## [PAGE]
Begin

# Will we ever see a traditional Ring?



## Admiral (Dec 27, 2014)

As I read through the "regie/traditional" thread a thought occurred to me: almost half of the operas that I have seen live have been performances of the Zeffirelli Boheme, about 6/14.

Yet it's likely that I'll never see a "traditional" Ring cycle.

The reasons for the popularity of the Zeffirelli Boheme are well-known, and it never fails to please. Yet, I'm ready for a new and inventive production of Boheme, precisely because I have that base of an established, traditional production. That will never happen with the Ring, because I will never see a traditional production, much less 6 performances of one.

Thus I have almost no basis against which to weigh these newer productions. Yes, there are photos of a winged-helmet Flagstad that establish something of a base, but I don't know of any traditional production that is available on video.

Will someone - in the remaining years of my life - give us a text-based Ring that is as wonderful as the Zeffirelli Boheme? Wouldn't we all flock to it if they did? 

The Copenhagen Ring proved that a company can do a musically-satisfying Ring without spending millions assembling a dream cast - is there a company out there that will take up this challenge?


----------



## gardibolt (May 22, 2015)

Details are still scant about the upcoming Chicago cycle, but at least it sounds as if it may not be too offensive:



> The conductor, David Pountney, described his vision for Lyric's Ring in broad terms. It wouldn't take the tack of radical interpretations that relocate the action to a historical time and place. Wagner produced this sweeping musico-dramatic landscape over 25 years of mulling and creating, Pountney says. "To narrow the vision that yielded is an incredibly stupid thing to do," he says. "The aim should be to open doors, not close them."
> 
> It also won't use "fancy machinery," and video will be employed only sparingly, Pountney says, a not-so-subtle reference to the temperamental, noisy rotating machine and the liberal use of video projection from the Metropolitan Opera's recently completed Ring. "Our Ring will be characterized by its use of naïve theatrical devices and its avoidance of high-tech solutions," he says. "We're focusing on the element of 'Once upon a time.'"

End

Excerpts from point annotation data

Begin

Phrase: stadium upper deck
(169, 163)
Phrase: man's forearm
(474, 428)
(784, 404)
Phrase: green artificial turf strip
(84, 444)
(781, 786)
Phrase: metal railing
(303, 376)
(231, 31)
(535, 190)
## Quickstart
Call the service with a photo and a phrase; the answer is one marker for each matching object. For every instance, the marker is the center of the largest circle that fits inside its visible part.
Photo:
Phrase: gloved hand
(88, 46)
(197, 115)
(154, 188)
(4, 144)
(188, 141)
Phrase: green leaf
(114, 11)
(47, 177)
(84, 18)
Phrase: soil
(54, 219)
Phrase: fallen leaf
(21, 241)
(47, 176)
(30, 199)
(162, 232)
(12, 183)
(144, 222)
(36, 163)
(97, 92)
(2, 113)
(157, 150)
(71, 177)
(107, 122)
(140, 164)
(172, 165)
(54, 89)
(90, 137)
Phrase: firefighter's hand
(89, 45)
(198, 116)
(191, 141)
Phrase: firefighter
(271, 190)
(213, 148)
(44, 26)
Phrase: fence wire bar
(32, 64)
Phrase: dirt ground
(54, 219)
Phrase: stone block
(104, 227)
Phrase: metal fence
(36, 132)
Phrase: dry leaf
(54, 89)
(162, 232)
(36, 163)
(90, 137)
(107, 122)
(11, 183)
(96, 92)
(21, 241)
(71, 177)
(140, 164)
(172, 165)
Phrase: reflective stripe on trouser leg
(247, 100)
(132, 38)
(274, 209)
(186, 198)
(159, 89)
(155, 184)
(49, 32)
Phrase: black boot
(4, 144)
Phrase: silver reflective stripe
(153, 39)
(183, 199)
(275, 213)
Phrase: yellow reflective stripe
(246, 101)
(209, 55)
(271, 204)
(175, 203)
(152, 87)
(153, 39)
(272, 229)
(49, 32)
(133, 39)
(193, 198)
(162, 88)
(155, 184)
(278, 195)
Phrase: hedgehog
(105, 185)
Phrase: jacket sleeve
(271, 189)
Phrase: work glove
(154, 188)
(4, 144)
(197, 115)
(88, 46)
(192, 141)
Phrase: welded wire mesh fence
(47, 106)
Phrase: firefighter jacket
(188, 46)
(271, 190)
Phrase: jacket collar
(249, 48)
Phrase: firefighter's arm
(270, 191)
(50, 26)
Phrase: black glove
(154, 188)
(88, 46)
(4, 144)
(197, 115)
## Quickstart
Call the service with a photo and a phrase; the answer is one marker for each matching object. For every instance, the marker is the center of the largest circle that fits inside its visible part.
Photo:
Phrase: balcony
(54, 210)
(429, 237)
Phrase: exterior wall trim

End

## [REQUIREMENT 1]
How would you put this sentence from the Ring thread into French: "The reasons for the popularity of the Zeffirelli Boheme are well-known, and it never fails to please."?
## [REQUIREMENT 2]
Can you carry on the Ring thread from the point where it stops?
These records were taken from a separate source.

## [EXERCISE ANSWER 1]
Les raisons de la popularité de la Bohème de Zeffirelli sont bien connues, et elle ne manque jamais de plaire.

## [EXERCISE ANSWER 2]
> 
> Denni Sayers, the team's choreographer, says that, for example, if a character flies in, you'll see the person who hauls the rope. As a sort of parable, Pountney sets the scene: On a simple, empty stage of wooden boards, a person walks out, alone. He sets down his hat on the stage, and out of the hat flows the Rhine River. From here, the story spins out in all its gargantuan glory. At the close of the fourth opera, the man retrieves his hat and walks off into darkness.


http://www.chicagomag.com/arts-cult...era-Hints-at-How-Theyll-Stage-the-Ring-Cycle/


----------



## Admiral (Dec 27, 2014)

I got all excited because I'm only 3 hours from Chicago.

Then I saw this:

https://www.lyricopera.org/concertstickets/calendar/2016-2017/productions/lyricopera/das-rheingold

But I still might go and thanks for the head's-up


----------



## Balthazar (Aug 30, 2014)

Admiral said:


> ..., but I don't know of any traditional production that is available on video.


Have you seen the 1990 Otto Schenk productions from the Met conducted by Levine?








These offer very traditional staging. I am not so fond of the realistic fantasy atmosphere -- I much prefer the Chérau/Boulez realization. But that's what makes a market...


----------



## Admiral (Dec 27, 2014)

They might have it at my library - hopefully not on VHS only; I'll check it out, thanks.

This just in: the Chereau production is now 40 years old.


----------



## superhorn (Mar 23, 2010)

Many critics and other disliked the recent Met "Machine" Ring intensely . I was not one of them and thought it a revelation , mixing traditional elements with bold innovation . Yes, the machinery was problematical and caused some problems during performances, but the use of a unit set which could 
be changed instantly with laser technology to fit each act and scene struck me as inspired !
No ridiculous arbitrary gimmicks with anachronistic sets and costumes which had absolutely nothing to do with the Ring's actual setting in a primitive , imaginary pagan Teutonic world of giants, dwarves, gods and goddesses etc . It works for me .


----------



## Couchie (Dec 9, 2010)

The Ring performed every 4 years in Seattle is traditional. It does take cues from the natural beauty of the Pacific Northwest but it is very very traditional.


----------



## DavidA (Dec 14, 2012)

Solti and Peter Hall tried to do a traditional Ring at Bayreuth but it apparently sank like a stone. The stage apparatus was not up to demands made on it.


----------



## hpowders (Dec 23, 2013)

It's getting so bad these days with opera in general, traditional stagings are becoming "radical chic".


----------



## Sloe (May 9, 2014)

When it comes to The Ring I am happy as long there are swords and shields and Wotan is one eyed and have a spear.


----------



## Loge (Oct 30, 2014)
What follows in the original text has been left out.